## RINCIAN TUGAS
Tuliskan lanjutan tulisan tentang netralitas ASN pada pemilu 2024 berikut, dimulai sesudah kalimat terakhir yang ditampilkan.

## KUTIPAN TEKS
- - -

Doc (Pribadi) |
Oleh: Faisal Yamin
"Kenapa ya ASN dilarang terlibat politik praktis?"
Mungkin begitu pertanyaan salah seorang guru disalah satu sekolah negeri yang dilontarkan saat saya melakukan kegiatan pengawasan dan penyampaian himbauan netralitas Aparatur Sipil Negara (ASN) pada pemilu 2024 di sekolahnya.
Saya menangkap pertanyaan itu dengan antusias. Rupanya dalam penjabaran saya, ada keresahan tersendiri yang mengendap dalam dirinya. Bagi saya, sikap kritis yang ditunjukan itu baik sekali. Dia mampu menangkap seluruh informasi yang masuk lalu dia berkontemplasi dengan itu.
Apa yang dia tanyakan adalah bentuk dari langka pencegahan dini. Paling tidak lewat pertanyaan itu dia bisa tahu secara jelas alasaan larangan-larangan itu dibuat agar sedini mungkin menghindari hal-hal yang membuat dia terjerat sangsi etik yang terbayang-bayang dikepala setiap ASN.
***
Harus diakui, memasuki bulan politik, Aparatur Sipil Negara harus berhati-hati dalam menjalani aktivitas. Bukan tanpa alasan, ada aturan dan larangan sesuai Keputusan Bersama lima kementerian/lembaga yang ditandatangani tanggal 22 September 2022 yang wajib mereka laksanakan.
Para ASN tidak hanya dituntut merawat profesional mereka dalam bekerja, namun juga menjaga netralitas dan tidak ikut terlibat politik praktis pada momentun pemilu 2024. Hal tersebut hingga ASN ibarat mikroba yang dicermati mengunakan mikroskop.
Bukan terlalu melebih-lebihkan, tapi ini soal tanggung jawab. Sebab kendati aturan yang telah disampaikan dengan nada penuh tekanan, nyatanya masih ada saja oknum ASN bebal yang lolos dari pencermatan. Ini terlihat dari data pada momentum demokrasi sebelumnya-sebelumnya.
Dikutip dari https://malut.bawaslu.go.id bahwa data Bawaslu Maluku Utara kasus yang terjadi selama pelaksanaan Pilkada 2020 di delapan kabupaten kota terdiri dari 406 kasus yang meliputi temuan sebanyak 307 kasus dan laporan sebanyak 99 kasus.
Dan dari seluruh kasus yang ditangani selama pelaksanaan Pilkada 2020 lalu, didominasi kasus pelanggaran netralitas ASN dengan jumlah 176 kasus dari 406 kasus yang ditangani.

- - -

Data bentuk berlabel:
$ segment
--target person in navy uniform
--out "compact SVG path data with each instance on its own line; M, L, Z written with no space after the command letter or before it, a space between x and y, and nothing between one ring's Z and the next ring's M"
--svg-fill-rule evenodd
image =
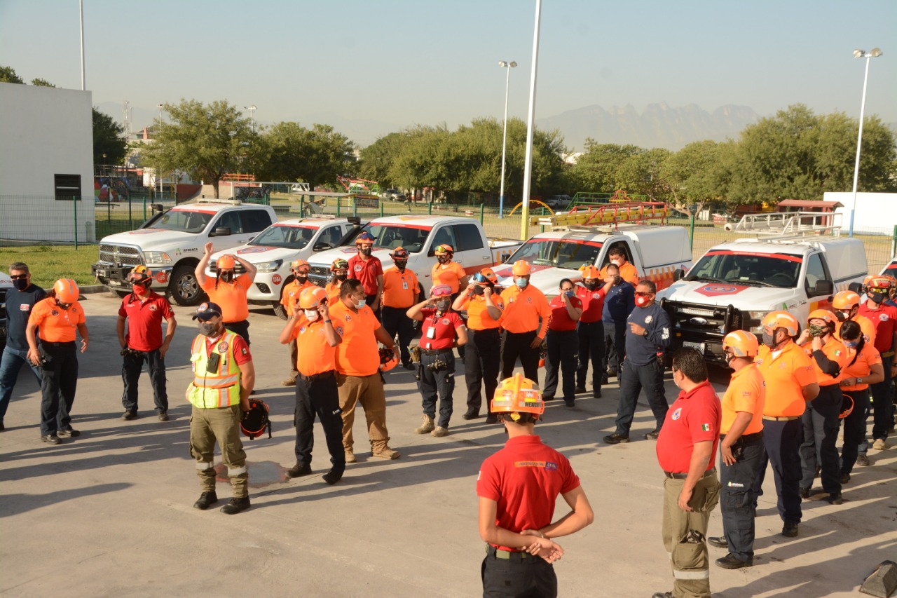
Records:
M646 438L657 440L669 410L664 394L663 351L670 344L670 321L654 301L657 290L654 282L647 278L635 287L635 309L626 320L626 358L620 371L616 431L605 436L609 444L629 442L629 428L642 389L657 420L655 429L646 434Z

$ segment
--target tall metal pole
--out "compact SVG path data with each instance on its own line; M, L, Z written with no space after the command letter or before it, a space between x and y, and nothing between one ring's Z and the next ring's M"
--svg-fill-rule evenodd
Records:
M857 182L859 180L859 150L863 145L863 114L866 111L866 84L869 81L869 59L879 57L882 51L875 48L870 52L854 50L855 57L866 57L866 75L863 76L863 100L859 103L859 134L857 136L857 162L853 165L853 198L850 202L850 228L848 236L853 236L853 217L857 212Z
M81 15L81 91L87 91L84 84L84 0L78 0L78 13Z
M539 22L542 0L536 0L536 27L533 31L533 67L529 76L529 110L527 112L527 157L523 168L523 211L520 219L520 238L529 236L529 180L533 174L533 129L536 126L536 73L539 61Z
M499 191L499 217L504 217L504 169L505 169L505 155L507 154L508 148L508 91L510 89L510 69L517 66L517 63L514 61L508 62L501 60L499 62L500 66L504 66L508 69L508 76L505 80L505 119L504 119L504 133L501 136L501 190Z

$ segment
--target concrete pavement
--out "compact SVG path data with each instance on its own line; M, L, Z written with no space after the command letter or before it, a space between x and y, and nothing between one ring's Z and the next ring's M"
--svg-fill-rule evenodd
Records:
M119 418L122 383L115 322L119 300L83 300L91 346L80 357L73 409L79 438L39 441L39 391L23 370L0 433L0 594L9 596L472 596L482 594L483 544L476 525L475 483L480 463L504 442L501 426L461 419L463 376L455 392L451 434L418 435L421 402L414 375L387 374L390 445L402 458L370 457L363 418L355 452L335 486L316 424L314 474L285 477L294 463L293 392L280 381L288 351L276 343L283 322L266 310L250 316L258 397L272 411L274 437L244 439L252 508L228 516L191 507L199 486L189 455L189 343L192 309L176 308L179 329L168 357L171 420L152 414L141 379L140 415ZM460 367L460 361L458 361ZM540 372L540 374L544 372ZM719 387L721 390L721 387ZM667 382L667 399L675 388ZM663 474L653 427L640 405L632 442L608 446L617 391L553 401L536 431L567 455L596 512L593 525L559 539L555 566L562 596L650 596L669 591L672 576L660 541ZM561 403L561 404L559 404ZM361 408L359 408L361 409ZM804 503L800 536L779 535L772 476L757 518L754 566L727 571L711 565L718 596L855 595L875 565L897 559L897 449L870 451L845 486L845 503ZM220 481L216 506L231 496ZM566 513L562 499L555 517ZM721 532L718 509L711 535ZM724 555L710 549L711 559Z

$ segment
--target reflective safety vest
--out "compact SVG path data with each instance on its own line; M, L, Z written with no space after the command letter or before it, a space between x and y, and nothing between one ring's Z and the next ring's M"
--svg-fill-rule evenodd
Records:
M200 334L193 340L190 361L193 367L193 383L187 400L199 409L209 409L239 404L239 366L233 358L233 341L237 335L224 331L206 356L206 337ZM217 370L208 371L212 356L218 355Z

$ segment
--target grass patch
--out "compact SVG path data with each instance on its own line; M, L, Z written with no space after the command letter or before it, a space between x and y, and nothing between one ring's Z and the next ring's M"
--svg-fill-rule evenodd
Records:
M0 269L9 274L9 265L23 261L31 271L31 282L50 288L59 278L73 278L79 286L98 285L91 265L100 257L98 245L31 245L0 247Z

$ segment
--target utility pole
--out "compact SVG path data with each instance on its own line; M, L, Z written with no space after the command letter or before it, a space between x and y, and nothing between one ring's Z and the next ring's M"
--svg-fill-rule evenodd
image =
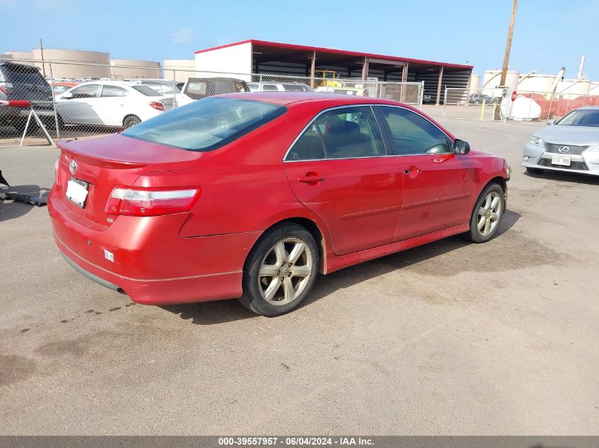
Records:
M42 73L44 74L44 78L46 77L46 66L44 64L44 45L42 43L42 38L40 38L40 52L42 56Z
M501 77L499 85L505 85L505 78L508 76L508 64L510 62L510 52L512 50L512 37L514 35L514 24L516 21L516 11L518 8L518 0L514 0L512 6L512 16L510 18L510 29L508 30L508 42L505 43L505 54L503 56L503 67L501 68ZM495 120L499 120L499 108L495 110Z

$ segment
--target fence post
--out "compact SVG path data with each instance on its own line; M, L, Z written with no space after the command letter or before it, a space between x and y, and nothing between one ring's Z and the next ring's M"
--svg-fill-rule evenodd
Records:
M58 126L58 113L56 112L56 100L54 98L54 76L52 74L52 62L50 66L50 86L52 88L52 107L54 109L54 124L56 125L56 138L60 138L60 130Z
M445 105L447 104L447 86L445 85L445 92L443 93L443 116L445 116Z

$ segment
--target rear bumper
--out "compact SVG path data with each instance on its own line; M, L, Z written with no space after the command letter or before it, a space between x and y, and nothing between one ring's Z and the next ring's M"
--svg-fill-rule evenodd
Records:
M144 305L176 304L234 299L241 296L242 271L186 278L134 279L102 269L69 250L55 235L61 255L82 275L103 287L126 294Z
M178 232L186 214L118 217L111 226L100 226L77 214L55 187L47 205L56 245L69 264L145 304L239 297L243 264L261 234L182 238Z

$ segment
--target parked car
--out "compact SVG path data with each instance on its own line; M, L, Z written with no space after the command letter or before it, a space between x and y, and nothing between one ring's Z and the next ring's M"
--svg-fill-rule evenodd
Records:
M147 86L120 81L82 83L57 97L59 120L65 124L130 127L174 108L172 97Z
M0 61L0 100L28 100L52 101L52 89L40 73L40 69L30 65ZM54 117L52 104L35 104L33 108L45 121ZM29 109L0 108L0 126L11 125L22 131Z
M176 84L173 85L173 81L168 79L127 79L125 82L131 86L147 86L162 95L181 93L181 90Z
M72 87L77 86L78 84L79 83L67 81L53 81L52 83L52 94L54 95L54 96L62 95L62 93L66 92L67 90Z
M356 96L368 96L368 89L357 87L337 87L323 86L314 89L320 93L337 93L337 95L354 95Z
M249 92L245 81L235 78L188 78L177 96L178 105L184 105L207 96Z
M247 83L250 92L311 92L310 86L299 82L252 82Z
M240 297L265 316L318 272L488 241L510 173L418 110L329 93L218 96L59 147L48 211L73 268L138 303Z
M573 110L536 131L524 147L528 173L544 170L599 176L599 106Z
M496 98L489 96L488 95L483 95L483 93L472 93L468 99L470 104L482 104L483 101L486 104L494 104Z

- - -

## JAWABAN
Jadi setiap pelaksanaan momentum pesta demokrasi, masih ada saja ASN yang terjaring rajia ikut menyatakan dukungan dan terlibat langsung dengan politik praktis. Berapa kasus tersebut pernah diselesaikan sampai direkomendasi komisi etik ASN.
Ini seperti yang dilakukan oleh Bawaslu halsel pada 2020, merekomendasikan 10 (sepuluh) nama Aparatur Sipil Negara (ASN) dalam lingkup Pemerintah Daerah Kabupaten Halmahera Selatan ke Komisi Aparatur Sipil Negara (KASN) karena kasus dugaan pelanggaran kode etik.
Bagaimana dengan Indeks Kerawanan Isu Netralitas ASN di Maluku Utara?
Bawaslu RI mengeluarkan indeks kerawanan tertinggi isu netralitas ASN, Maluku Utara menjadi yang tertinggi dengan tingkat kerawanan 18,85. Menyusul setelahnya Sulawesi Utara (16,60), Sulawesi Selatan (13,86), Sulawesi Barat (13,46), Sulawesi Tenggara (12,56), Sulawesi Tengah (10,02), Nusa Tenggara Barat (7,98), Papua Selatan (6,73), Banten (6,43), dan Kalimantan Utara (5,96).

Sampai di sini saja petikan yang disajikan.